*** Block opens ***

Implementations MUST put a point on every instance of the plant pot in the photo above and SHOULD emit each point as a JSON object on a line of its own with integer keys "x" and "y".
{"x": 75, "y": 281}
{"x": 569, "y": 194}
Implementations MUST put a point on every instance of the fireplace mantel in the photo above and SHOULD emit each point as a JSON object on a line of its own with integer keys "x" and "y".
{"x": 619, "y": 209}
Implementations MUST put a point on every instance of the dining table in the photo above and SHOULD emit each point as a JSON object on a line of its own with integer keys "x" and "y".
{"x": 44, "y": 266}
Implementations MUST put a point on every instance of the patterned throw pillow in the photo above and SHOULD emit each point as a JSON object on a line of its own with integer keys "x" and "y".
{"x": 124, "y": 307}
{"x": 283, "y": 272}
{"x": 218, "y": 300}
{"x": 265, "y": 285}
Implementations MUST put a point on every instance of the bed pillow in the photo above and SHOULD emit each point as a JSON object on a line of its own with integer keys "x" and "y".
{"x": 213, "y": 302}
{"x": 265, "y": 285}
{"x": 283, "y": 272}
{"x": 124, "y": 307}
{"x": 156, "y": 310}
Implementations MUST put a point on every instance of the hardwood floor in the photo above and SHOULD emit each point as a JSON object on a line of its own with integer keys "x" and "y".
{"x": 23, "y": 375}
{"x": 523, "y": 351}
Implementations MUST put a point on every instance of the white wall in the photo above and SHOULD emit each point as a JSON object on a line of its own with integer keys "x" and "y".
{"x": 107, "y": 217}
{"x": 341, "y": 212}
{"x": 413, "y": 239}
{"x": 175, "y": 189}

*** Block closes ***

WORK TO COMPLETE → A word-for-word restatement of all the records is required.

ANSWER →
Implementations MUST put a point on every instance of the plant pot in the photo above and SHOULD emit each point as a JSON object on a line of its own with integer keys "x" and "y".
{"x": 75, "y": 281}
{"x": 569, "y": 194}
Implementations MUST put a point on every instance of the fireplace mantel in the photo above and SHOULD emit each point as a JSON object on a line of its own with integer keys "x" and "y".
{"x": 619, "y": 209}
Implementations MUST put a point on every instance of the dining table in the photo above and SHOULD emit each point as a JSON object on a line of its own with integer keys "x" and "y".
{"x": 44, "y": 266}
Implementations MUST put a point on every instance of the patterned throw pillow in the photo above and SHOULD emit each point as a JSON object on a line of its own with integer keys "x" and "y".
{"x": 124, "y": 307}
{"x": 283, "y": 272}
{"x": 218, "y": 300}
{"x": 265, "y": 285}
Implementations MUST put a point on every instance of the bed pillow in the photo above and SHOULD emit each point as a JSON object on a line of its own with integer keys "x" and "y".
{"x": 213, "y": 302}
{"x": 265, "y": 285}
{"x": 283, "y": 272}
{"x": 124, "y": 307}
{"x": 156, "y": 310}
Implementations MUST put a point on every instance of the hardwood floor in the photo above and SHOULD emit each point as a JSON object on a line of its own with integer keys "x" and "y".
{"x": 23, "y": 375}
{"x": 523, "y": 351}
Implementations MUST put a point on every instance of the white wall in the photo above and SHOULD emit each point as a JSON object on a line of its own with integer keys "x" and "y".
{"x": 107, "y": 217}
{"x": 341, "y": 212}
{"x": 413, "y": 239}
{"x": 175, "y": 189}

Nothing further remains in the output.